EXERCISE REQUIREMENTS | Return the exact lines spanning from the line with "the front bumper." through the last line of the entries, boundaries included, and no others.

======== SUPPLIED MATERIAL

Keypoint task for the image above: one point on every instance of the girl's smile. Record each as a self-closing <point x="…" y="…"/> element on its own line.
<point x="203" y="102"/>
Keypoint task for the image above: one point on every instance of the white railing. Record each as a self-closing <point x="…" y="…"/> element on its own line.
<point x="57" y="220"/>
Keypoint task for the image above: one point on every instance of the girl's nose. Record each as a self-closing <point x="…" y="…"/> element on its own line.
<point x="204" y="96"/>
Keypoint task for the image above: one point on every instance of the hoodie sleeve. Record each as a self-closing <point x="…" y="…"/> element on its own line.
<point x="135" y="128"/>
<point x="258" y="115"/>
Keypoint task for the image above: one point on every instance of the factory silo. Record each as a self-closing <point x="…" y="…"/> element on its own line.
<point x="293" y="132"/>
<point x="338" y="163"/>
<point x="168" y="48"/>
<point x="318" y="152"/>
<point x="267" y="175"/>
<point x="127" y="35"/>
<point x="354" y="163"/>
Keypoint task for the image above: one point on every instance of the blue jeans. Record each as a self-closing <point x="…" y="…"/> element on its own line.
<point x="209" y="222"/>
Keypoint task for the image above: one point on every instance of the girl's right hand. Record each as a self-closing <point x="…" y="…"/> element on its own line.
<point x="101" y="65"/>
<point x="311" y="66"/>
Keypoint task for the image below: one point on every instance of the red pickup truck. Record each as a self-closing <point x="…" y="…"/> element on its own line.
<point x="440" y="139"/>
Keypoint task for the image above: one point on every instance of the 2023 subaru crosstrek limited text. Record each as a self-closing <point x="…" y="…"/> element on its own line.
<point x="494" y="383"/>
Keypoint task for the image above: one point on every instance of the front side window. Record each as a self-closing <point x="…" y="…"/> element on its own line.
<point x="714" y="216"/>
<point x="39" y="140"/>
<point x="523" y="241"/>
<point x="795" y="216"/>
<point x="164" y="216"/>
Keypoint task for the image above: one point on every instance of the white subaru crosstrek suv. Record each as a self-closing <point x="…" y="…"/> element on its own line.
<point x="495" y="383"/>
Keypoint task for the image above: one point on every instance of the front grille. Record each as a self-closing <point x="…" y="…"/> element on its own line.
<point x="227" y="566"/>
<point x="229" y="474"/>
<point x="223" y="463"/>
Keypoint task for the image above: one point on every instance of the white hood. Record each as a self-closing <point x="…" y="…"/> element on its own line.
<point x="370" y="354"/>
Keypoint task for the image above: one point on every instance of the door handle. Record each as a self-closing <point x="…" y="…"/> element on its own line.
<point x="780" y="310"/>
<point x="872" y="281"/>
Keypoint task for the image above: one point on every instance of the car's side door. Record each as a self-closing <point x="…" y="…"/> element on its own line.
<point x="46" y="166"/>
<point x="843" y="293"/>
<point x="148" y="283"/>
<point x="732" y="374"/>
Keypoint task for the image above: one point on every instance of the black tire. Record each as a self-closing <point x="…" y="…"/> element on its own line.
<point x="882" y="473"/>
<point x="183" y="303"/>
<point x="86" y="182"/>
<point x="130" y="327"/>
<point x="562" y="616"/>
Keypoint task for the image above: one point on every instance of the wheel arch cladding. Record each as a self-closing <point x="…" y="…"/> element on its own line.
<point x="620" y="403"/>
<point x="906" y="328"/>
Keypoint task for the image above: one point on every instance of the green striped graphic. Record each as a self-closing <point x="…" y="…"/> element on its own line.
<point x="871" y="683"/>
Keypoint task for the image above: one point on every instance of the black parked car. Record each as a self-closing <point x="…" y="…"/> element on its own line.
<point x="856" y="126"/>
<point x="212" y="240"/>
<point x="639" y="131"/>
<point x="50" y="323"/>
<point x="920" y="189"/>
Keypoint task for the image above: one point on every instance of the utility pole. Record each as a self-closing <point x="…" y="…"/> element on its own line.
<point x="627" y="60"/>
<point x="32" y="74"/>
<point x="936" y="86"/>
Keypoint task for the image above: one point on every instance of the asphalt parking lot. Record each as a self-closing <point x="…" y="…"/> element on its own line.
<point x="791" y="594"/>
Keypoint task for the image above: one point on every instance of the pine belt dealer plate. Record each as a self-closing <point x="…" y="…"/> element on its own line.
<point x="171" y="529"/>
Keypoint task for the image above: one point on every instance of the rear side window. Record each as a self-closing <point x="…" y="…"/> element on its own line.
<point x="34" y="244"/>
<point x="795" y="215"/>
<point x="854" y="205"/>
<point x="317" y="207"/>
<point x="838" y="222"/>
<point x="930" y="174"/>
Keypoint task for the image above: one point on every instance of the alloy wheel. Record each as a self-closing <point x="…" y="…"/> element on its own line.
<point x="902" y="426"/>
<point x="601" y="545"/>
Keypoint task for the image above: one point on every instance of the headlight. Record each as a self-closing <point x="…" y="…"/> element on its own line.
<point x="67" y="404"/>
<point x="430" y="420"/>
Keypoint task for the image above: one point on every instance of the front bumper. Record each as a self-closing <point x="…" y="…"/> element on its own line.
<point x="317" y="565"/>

================

SOLVED PROBLEM |
Keypoint task for the image above: one point on every instance of the front bumper. Record each as a self-closing <point x="…" y="…"/> element on its own line.
<point x="317" y="565"/>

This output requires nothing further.